- _Exercise_: Copy every one of the following rows without changing a single character.

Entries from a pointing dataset
**********

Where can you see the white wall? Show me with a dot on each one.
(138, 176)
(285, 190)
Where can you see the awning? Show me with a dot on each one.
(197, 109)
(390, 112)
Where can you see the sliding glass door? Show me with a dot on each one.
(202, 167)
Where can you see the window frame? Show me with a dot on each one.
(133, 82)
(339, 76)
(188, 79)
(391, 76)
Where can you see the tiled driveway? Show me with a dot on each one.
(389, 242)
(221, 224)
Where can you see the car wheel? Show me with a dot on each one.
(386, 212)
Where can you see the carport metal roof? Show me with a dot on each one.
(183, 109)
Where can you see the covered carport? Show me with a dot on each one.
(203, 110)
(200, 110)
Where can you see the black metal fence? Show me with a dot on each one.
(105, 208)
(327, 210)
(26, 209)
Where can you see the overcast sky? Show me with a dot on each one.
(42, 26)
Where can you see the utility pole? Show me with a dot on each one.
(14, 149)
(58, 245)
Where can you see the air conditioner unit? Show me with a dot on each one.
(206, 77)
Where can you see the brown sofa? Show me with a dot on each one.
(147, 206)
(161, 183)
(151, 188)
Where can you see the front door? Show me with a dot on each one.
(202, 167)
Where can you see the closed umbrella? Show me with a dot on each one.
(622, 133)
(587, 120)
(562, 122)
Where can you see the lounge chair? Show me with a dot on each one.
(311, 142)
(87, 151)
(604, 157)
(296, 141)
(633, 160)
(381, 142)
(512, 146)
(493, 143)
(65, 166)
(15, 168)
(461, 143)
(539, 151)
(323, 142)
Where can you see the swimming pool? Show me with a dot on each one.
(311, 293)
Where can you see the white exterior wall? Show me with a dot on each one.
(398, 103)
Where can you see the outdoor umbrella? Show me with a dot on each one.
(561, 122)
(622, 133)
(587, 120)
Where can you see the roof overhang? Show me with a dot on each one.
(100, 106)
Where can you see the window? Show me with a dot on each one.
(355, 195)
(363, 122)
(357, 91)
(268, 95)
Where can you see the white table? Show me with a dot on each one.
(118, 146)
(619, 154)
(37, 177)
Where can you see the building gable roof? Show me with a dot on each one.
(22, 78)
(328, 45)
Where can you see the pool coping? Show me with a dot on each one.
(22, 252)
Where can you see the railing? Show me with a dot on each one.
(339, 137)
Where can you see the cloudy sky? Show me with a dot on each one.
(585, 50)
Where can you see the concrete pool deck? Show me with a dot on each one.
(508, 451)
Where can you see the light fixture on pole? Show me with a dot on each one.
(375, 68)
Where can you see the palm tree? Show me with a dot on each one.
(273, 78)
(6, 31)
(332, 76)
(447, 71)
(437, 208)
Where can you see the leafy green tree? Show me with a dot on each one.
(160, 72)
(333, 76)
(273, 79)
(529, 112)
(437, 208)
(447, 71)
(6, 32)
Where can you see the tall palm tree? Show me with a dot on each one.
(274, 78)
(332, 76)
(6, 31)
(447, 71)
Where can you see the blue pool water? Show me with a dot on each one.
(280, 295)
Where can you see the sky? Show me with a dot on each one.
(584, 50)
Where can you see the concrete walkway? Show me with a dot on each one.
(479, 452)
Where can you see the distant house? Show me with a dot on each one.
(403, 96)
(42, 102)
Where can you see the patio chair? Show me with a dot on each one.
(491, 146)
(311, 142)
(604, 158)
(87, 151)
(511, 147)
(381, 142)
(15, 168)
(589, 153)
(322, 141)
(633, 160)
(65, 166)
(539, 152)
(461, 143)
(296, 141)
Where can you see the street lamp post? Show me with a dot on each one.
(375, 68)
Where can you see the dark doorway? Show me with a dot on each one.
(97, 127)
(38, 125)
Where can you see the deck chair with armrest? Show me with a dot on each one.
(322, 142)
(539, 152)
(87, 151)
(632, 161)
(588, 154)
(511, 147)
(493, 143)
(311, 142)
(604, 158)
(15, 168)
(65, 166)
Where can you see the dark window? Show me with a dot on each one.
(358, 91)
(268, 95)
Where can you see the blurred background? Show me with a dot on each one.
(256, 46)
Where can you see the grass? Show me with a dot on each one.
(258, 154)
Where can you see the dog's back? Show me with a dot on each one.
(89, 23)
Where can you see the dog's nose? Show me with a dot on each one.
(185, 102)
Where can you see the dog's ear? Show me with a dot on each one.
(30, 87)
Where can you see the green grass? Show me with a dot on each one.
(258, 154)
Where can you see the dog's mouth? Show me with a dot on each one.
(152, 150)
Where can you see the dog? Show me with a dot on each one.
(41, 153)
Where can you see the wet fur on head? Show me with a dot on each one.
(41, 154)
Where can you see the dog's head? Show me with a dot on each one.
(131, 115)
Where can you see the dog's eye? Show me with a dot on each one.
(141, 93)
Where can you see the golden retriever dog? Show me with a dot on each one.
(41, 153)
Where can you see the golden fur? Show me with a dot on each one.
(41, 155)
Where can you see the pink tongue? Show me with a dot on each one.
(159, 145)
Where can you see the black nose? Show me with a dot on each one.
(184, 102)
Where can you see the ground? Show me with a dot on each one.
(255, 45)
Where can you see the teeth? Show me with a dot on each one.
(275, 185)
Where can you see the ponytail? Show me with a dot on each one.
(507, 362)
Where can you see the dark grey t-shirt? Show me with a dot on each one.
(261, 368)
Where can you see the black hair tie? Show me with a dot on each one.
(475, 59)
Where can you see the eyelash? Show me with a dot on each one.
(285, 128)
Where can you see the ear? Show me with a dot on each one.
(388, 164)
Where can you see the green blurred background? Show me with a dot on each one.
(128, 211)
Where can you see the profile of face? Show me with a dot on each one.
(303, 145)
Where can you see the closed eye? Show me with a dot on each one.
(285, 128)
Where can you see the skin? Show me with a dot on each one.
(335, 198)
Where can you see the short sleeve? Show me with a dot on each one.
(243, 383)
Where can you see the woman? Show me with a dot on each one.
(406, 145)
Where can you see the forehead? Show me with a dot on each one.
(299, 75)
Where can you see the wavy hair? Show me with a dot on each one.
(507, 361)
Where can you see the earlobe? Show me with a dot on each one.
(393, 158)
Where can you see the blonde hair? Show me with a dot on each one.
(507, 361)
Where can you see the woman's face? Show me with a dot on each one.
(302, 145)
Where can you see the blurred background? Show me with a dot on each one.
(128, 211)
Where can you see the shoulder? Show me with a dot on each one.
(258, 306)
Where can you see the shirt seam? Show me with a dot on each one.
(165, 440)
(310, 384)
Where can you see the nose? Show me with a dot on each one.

**********

- _Answer_:
Where can you see the white wall? Show me with a dot on each one.
(138, 176)
(285, 190)
Where can you see the awning? Show me with a dot on each one.
(197, 109)
(390, 112)
Where can you see the sliding glass door? Show me with a dot on each one.
(202, 167)
Where can you see the window frame? Show me with a dot on each one.
(133, 82)
(339, 76)
(188, 79)
(391, 76)
Where can you see the tiled driveway? Show me with a dot on each one.
(389, 242)
(221, 224)
Where can you see the car wheel? Show me with a dot on each one.
(386, 212)
Where can you see the carport metal roof? Show me with a dot on each one.
(183, 109)
Where can you see the covered carport? Show me with a dot on each one.
(203, 110)
(200, 110)
Where can you see the black metal fence? Show me with a dot on each one.
(105, 208)
(327, 210)
(26, 209)
Where can you see the overcast sky? Show me with a dot on each one.
(42, 26)
Where can you see the utility pole? Show me with a dot on each one.
(14, 149)
(58, 245)
Where can you see the air conditioner unit? Show me with a dot on each one.
(206, 77)
Where can you see the brown sofa? Show me with a dot on each one.
(147, 206)
(161, 183)
(151, 188)
Where can you see the front door? Show me with a dot on each one.
(202, 167)
Where can you see the closed umbrella? Show me with a dot on each one.
(622, 133)
(587, 120)
(562, 122)
Where can you see the lounge chair? Show me with a dot on each one.
(311, 142)
(87, 151)
(604, 157)
(296, 141)
(633, 160)
(381, 142)
(512, 146)
(493, 143)
(65, 166)
(15, 168)
(461, 143)
(539, 151)
(323, 142)
Where can you see the swimming pool? Show me with a dot on each one.
(311, 293)
Where can you see the white exterior wall? Show me with a dot on each one.
(398, 103)
Where can you see the outdoor umbrella? Show me with a dot on each one.
(561, 122)
(622, 133)
(587, 120)
Where can you see the roof overhang? Show me with a dot on each one.
(100, 106)
Where can you see the window? Show me with a dot on each one.
(355, 195)
(363, 122)
(357, 91)
(268, 95)
Where can you see the white table? Show me with a dot on each one.
(118, 146)
(619, 154)
(37, 177)
Where can you see the building gable roof? Show me with a dot on each one.
(22, 78)
(328, 45)
Where can you see the pool coping? Show me with a dot on each one.
(22, 252)
Where can you see the railing? Show me with a dot on each one.
(339, 137)
Where can you see the cloudy sky? Show me with a dot on each one.
(585, 50)
Where can you see the concrete pool deck? Show me with a dot on each one.
(508, 451)
Where can you see the light fixture on pole? Show me with a dot on each one.
(375, 68)
Where can you see the palm tree? Show me with a dot on each one.
(273, 78)
(6, 31)
(332, 76)
(447, 71)
(437, 208)
Where can you see the leafy green tree? Show me with a dot on each one.
(160, 72)
(333, 76)
(273, 79)
(529, 112)
(437, 208)
(447, 71)
(6, 32)
Where can you see the tall palm tree? Show me with a dot on each one.
(274, 78)
(332, 76)
(6, 31)
(447, 71)
Where can you see the blue pool water? Show me with a dot on each one.
(280, 295)
Where can you see the sky? Show me with a dot on each one.
(584, 50)
Where can you see the concrete walkway? Show me with a dot on each one.
(479, 452)
Where can you see the distant house? Show me with a dot on each one.
(403, 96)
(42, 102)
Where can you see the patio chair? Show me with a dot on each one.
(491, 146)
(311, 142)
(604, 158)
(87, 151)
(511, 147)
(381, 142)
(15, 168)
(589, 153)
(322, 141)
(633, 160)
(65, 166)
(539, 152)
(461, 143)
(296, 141)
Where can you see the street lamp post? Show me with a dot on each one.
(375, 68)
Where can you see the dark doorway? Show me with a dot on each one.
(97, 127)
(38, 125)
Where can you see the deck chair with armrest? Show me with a dot on each one.
(322, 142)
(539, 152)
(87, 151)
(632, 161)
(588, 154)
(511, 147)
(493, 143)
(311, 142)
(604, 158)
(15, 168)
(65, 166)
Where can you see the dark window? Show me with a dot on each one.
(358, 91)
(268, 95)
Where can you see the blurred background? Show me with a dot on each one.
(256, 46)
Where can you see the grass? Show me with a dot on each one.
(258, 154)
Where can you see the dog's back? Show me with a dot on each one.
(89, 23)
Where can you see the dog's nose? Show me with a dot on each one.
(185, 102)
Where can you see the dog's ear? Show me with a dot on each one.
(30, 87)
Where can you see the green grass? Show me with a dot on each one.
(258, 154)
Where can you see the dog's mouth? Show me with a dot on each one.
(152, 150)
Where can you see the dog? Show me with a dot on each one.
(41, 153)
Where can you see the wet fur on head? Show me with a dot on each one.
(41, 154)
Where can you see the dog's head? Show me with a dot on each one.
(131, 115)
Where can you see the dog's eye? Show me with a dot on each one.
(141, 93)
Where can you see the golden retriever dog? Show me with a dot on each one.
(41, 153)
Where can you see the golden fur? Show me with a dot on each one.
(41, 155)
Where can you see the pink tongue? Show me with a dot on each one.
(159, 145)
Where can you see the black nose? Show me with a dot on each one.
(184, 102)
Where can you see the ground? Show me with a dot on each one.
(255, 45)
Where can you see the teeth? Show me with a dot on each one.
(275, 185)
Where can you see the ponytail? Show me with a dot on each one.
(507, 362)
Where can you see the dark grey t-shirt? Show me with a dot on each one.
(261, 368)
Where can you see the black hair tie? Show me with a dot on each one.
(475, 59)
Where can you see the eyelash? Show me with a dot on each one.
(285, 128)
Where can you see the ear? Show me with a dot on each one.
(388, 164)
Where can you see the green blurred background? Show me with a dot on each one.
(128, 211)
Where can you see the profile of face? Show me with a dot on each one.
(303, 145)
Where can you see the closed eye? Show me with a dot on each one.
(285, 128)
Where can you see the skin? Show me with a dot on each one.
(335, 198)
Where can you see the short sleeve? Show me with a dot on each one.
(243, 383)
Where can you see the woman? Show me with a dot on each one.
(406, 145)
Where can you see the forehead? Show me with a dot on each one.
(299, 75)
Where can you see the wavy hair? Show me with a dot on each one.
(507, 361)
Where can you see the earlobe? Show me with a dot on each one.
(393, 158)
Where can you see the blonde hair? Show me with a dot on each one.
(507, 361)
Where can you see the woman's face? Show me with a dot on each one.
(302, 145)
Where can you see the blurred background? Show me with a dot on each one.
(128, 211)
Where can you see the shoulder? Show me with a dot on each one.
(258, 306)
Where can you see the shirt seam? Show me with a dot on each one.
(165, 440)
(310, 384)
Where can you see the nose? Show me with a dot on each one.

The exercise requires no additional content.